• [GIVEN EXERCISE 1] Reproduce the passage of the essay on torture below, from "For close to" to "and healthy hull.", without changing a word.

• [EXCERPT]
================================

As I have discussed at great length, torture represents an immense evil. Yet the current obsessive focus on torture constitutes only another facet of the same overall pathology. In the manner of a Lady Macbeth compulsively washing her hands, almost all of our ruling class and those who support them believe that if only they can remove this single “damn’d spot,” all of their and America’s sins will thus be purified. As with Lady Macbeth, this is the route to a final, irrevocable break with reality, and to ultimate destruction.

For close to none of our politicians and almost none of our prominent national voices will offer a serious challenge to the view that America is entitled by right to be God on Earth. In the context of this pervasive national denial of the truth of the American State and its explicitly proclaimed goal of worldwide dominance, the preoccupation with torture is another manifestation of the identical denial, just as it profoundly misidentifies the nature of the evil involved and reverses cause and effect. For torture is not some aberrational addition to the American polity; it is not a localized barnacle that can be scraped off an otherwise strong and healthy hull.

The truth is precisely the opposite: Torture is an inevitable and necessary part of the American project as envisioned and directed by the ruling class. The American government’s systematic use of torture long predated the Bush administration, just as America’s foreign policy of endless, aggressive intervention abroad took shape over more than a century, often most zealously directed by Democrats prior to the arrival of the detestable Bush. And more than this, and as we shall shortly see, torture was a foundational element of the American State itself. (On the bipartisan roots and development of America’s foreign policy of worldwide hegemony, see my “Dominion Over the World” series… and progressives might pay special attention to Part VIII, for some “welcome history.” Links to all the installments will be found at the conclusion of Part IX.)

But our ruling class and those who call for anything less than the most radical of reforms refuse to acknowledge any of this. By seeking to localize the evil in only one aspect of the much broader and more fundamental evil involved and within a falsely delimited period of time, the torture obsessives would thus whitewash the American project as a whole. And until our foreign policy of the last hundred years is uprooted entirely, torture will never be eliminated. As I have analyzed in detail… the primary objection to the vile reign of Bush, to the extent such objection made itself known, was not to the substance of his foreign policy or to the nature of his actions. The rejection of Bush arose because Bush and his fellow criminals committed the one unforgivable sin: they stated explicitly, without apology and in an especially crude way what America’s goals and methods had been all along. This cannot be allowed; “our” sort of people just don’t do this sort of thing, after all. America’s genocidal murderers are nothing if not well-mannered.

================================

• [THE RECORDS]
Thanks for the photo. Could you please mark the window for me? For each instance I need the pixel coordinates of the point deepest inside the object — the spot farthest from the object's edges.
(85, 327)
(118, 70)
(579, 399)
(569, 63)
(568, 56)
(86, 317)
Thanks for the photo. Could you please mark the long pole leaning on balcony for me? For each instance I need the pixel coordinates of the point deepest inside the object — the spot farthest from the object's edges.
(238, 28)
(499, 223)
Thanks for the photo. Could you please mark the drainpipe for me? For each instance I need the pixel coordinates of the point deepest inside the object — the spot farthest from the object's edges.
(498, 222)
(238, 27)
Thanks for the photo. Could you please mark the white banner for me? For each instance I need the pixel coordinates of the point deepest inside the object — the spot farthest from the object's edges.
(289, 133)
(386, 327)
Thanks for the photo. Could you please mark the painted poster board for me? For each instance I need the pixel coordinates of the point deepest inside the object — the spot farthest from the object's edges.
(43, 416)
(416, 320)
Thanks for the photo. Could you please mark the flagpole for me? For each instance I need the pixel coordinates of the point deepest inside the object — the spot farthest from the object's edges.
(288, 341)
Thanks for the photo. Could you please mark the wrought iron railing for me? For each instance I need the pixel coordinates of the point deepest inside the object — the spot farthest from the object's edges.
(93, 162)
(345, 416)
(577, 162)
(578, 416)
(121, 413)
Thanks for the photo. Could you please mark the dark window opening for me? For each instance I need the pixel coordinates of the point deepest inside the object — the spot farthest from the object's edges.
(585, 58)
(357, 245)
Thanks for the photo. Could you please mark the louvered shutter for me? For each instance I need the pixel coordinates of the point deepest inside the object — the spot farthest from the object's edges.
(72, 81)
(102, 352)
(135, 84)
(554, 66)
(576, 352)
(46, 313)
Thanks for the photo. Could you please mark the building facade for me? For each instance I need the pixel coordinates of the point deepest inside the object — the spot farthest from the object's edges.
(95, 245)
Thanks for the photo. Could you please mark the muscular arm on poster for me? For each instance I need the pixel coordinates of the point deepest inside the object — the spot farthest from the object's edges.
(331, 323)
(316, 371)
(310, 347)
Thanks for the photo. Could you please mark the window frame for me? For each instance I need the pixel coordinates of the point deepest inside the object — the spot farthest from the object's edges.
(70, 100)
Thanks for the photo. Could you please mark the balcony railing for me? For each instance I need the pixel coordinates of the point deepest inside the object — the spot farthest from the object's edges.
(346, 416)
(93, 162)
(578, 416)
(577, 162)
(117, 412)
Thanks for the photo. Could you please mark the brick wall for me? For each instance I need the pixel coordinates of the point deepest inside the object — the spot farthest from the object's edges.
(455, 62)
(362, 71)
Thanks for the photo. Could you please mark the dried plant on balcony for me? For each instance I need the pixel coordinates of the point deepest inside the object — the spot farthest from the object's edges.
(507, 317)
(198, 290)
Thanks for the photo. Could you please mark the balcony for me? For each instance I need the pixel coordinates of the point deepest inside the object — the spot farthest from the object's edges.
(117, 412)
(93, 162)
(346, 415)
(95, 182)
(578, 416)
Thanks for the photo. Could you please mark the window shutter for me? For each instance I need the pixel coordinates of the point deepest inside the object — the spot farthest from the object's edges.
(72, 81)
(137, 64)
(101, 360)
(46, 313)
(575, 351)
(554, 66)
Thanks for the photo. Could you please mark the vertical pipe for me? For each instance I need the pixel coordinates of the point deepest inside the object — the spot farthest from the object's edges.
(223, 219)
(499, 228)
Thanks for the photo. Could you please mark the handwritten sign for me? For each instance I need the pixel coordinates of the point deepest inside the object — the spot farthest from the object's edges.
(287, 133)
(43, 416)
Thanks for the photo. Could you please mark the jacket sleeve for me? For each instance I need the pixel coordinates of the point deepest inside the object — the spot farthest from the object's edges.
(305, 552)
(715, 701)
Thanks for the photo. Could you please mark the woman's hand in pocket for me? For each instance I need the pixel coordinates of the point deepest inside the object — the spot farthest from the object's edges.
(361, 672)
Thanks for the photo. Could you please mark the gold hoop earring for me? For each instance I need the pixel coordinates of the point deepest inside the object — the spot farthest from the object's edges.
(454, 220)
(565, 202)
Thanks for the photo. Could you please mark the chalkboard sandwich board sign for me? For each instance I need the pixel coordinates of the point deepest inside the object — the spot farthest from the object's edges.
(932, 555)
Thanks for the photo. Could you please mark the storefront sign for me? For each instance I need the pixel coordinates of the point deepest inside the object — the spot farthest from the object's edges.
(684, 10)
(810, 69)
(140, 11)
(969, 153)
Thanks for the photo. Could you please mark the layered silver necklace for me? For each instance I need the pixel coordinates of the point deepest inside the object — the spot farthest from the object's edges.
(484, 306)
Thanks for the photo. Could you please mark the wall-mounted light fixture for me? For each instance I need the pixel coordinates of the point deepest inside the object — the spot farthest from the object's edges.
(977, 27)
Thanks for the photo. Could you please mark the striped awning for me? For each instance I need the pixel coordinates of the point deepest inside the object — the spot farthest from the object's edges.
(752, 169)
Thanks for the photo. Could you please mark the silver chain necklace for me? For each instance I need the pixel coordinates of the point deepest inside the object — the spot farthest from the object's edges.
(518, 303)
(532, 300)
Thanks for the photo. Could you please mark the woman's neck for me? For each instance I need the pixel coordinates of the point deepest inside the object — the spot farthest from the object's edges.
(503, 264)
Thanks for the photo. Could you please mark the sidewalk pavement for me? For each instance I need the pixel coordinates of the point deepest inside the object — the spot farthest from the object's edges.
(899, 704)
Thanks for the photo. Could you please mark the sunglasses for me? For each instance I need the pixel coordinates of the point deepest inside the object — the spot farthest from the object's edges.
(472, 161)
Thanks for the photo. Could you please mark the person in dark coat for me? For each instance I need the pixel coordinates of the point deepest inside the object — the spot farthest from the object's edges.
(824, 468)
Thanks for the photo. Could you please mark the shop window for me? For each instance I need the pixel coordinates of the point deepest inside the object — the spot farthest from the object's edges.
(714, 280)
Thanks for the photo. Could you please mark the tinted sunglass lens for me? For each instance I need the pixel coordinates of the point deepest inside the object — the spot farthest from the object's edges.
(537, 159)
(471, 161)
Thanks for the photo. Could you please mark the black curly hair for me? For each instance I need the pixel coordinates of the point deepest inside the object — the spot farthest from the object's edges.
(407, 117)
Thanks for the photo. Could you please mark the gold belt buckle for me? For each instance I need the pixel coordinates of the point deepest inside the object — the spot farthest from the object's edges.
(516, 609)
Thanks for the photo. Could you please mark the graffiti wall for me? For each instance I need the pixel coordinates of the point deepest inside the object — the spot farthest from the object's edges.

================================

• [GIVEN EXERCISE 2] List each line in the rows above that includes the word "chalkboard".

• [REPLY 1]
For close to none of our politicians and almost none of our prominent national voices will offer a serious challenge to the view that America is entitled by right to be God on Earth. In the context of this pervasive national denial of the truth of the American State and its explicitly proclaimed goal of worldwide dominance, the preoccupation with torture is another manifestation of the identical denial, just as it profoundly misidentifies the nature of the evil involved and reverses cause and effect. For torture is not some aberrational addition to the American polity; it is not a localized barnacle that can be scraped off an otherwise strong and healthy hull.

• [REPLY 2]
Thanks for the photo. Could you please mark the chalkboard sandwich board sign for me? For each instance I need the pixel coordinates of the point deepest inside the object — the spot farthest from the object's edges.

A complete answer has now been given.